* **What you have to do**
Convert every line of the records below into a Markdown table with two columns, Row and Line. Number the rows in order and leave out blank lines.

* **Data shown**
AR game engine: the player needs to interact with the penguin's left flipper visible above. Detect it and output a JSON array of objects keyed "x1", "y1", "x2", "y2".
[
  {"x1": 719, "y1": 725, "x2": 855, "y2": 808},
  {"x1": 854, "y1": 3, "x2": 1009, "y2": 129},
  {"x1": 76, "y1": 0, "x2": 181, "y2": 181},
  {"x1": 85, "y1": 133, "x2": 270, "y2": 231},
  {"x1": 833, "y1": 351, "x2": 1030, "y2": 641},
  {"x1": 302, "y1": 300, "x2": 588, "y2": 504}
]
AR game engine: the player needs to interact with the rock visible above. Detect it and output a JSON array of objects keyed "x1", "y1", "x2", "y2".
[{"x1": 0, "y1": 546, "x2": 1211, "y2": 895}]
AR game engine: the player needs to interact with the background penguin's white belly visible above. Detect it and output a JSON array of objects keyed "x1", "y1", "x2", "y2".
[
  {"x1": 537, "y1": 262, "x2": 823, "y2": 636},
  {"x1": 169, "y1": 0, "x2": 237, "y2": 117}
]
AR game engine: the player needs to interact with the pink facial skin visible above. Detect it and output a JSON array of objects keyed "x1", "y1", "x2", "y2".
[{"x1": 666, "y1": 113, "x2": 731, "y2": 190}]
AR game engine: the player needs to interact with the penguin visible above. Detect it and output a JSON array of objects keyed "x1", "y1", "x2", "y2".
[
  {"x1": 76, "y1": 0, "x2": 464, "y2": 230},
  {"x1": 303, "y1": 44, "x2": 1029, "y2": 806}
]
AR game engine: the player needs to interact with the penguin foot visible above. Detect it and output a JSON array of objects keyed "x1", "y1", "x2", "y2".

* **Reply**
| Row | Line |
|---|---|
| 1 | AR game engine: the player needs to interact with the penguin's left flipper visible above. Detect it and output a JSON array of objects keyed "x1", "y1", "x2", "y2". |
| 2 | [ |
| 3 |   {"x1": 719, "y1": 725, "x2": 855, "y2": 808}, |
| 4 |   {"x1": 854, "y1": 3, "x2": 1009, "y2": 129}, |
| 5 |   {"x1": 76, "y1": 0, "x2": 181, "y2": 181}, |
| 6 |   {"x1": 85, "y1": 133, "x2": 270, "y2": 231}, |
| 7 |   {"x1": 833, "y1": 351, "x2": 1030, "y2": 641}, |
| 8 |   {"x1": 302, "y1": 300, "x2": 588, "y2": 504} |
| 9 | ] |
| 10 | AR game engine: the player needs to interact with the rock visible above. Detect it and output a JSON array of objects keyed "x1", "y1", "x2", "y2". |
| 11 | [{"x1": 0, "y1": 546, "x2": 1211, "y2": 895}] |
| 12 | AR game engine: the player needs to interact with the background penguin's white belly visible above. Detect it and output a JSON array of objects keyed "x1", "y1", "x2", "y2". |
| 13 | [ |
| 14 |   {"x1": 537, "y1": 262, "x2": 823, "y2": 636}, |
| 15 |   {"x1": 169, "y1": 0, "x2": 237, "y2": 117} |
| 16 | ] |
| 17 | AR game engine: the player needs to interact with the pink facial skin visible above. Detect it and output a JSON array of objects keyed "x1", "y1", "x2", "y2". |
| 18 | [{"x1": 666, "y1": 113, "x2": 731, "y2": 190}] |
| 19 | AR game engine: the player needs to interact with the penguin visible above. Detect it and output a JSON array of objects keyed "x1", "y1", "x2", "y2". |
| 20 | [ |
| 21 |   {"x1": 76, "y1": 0, "x2": 464, "y2": 230}, |
| 22 |   {"x1": 303, "y1": 44, "x2": 1029, "y2": 806} |
| 23 | ] |
| 24 | AR game engine: the player needs to interact with the penguin foot visible above. Detect it and output a JSON array of objects keyed "x1", "y1", "x2", "y2". |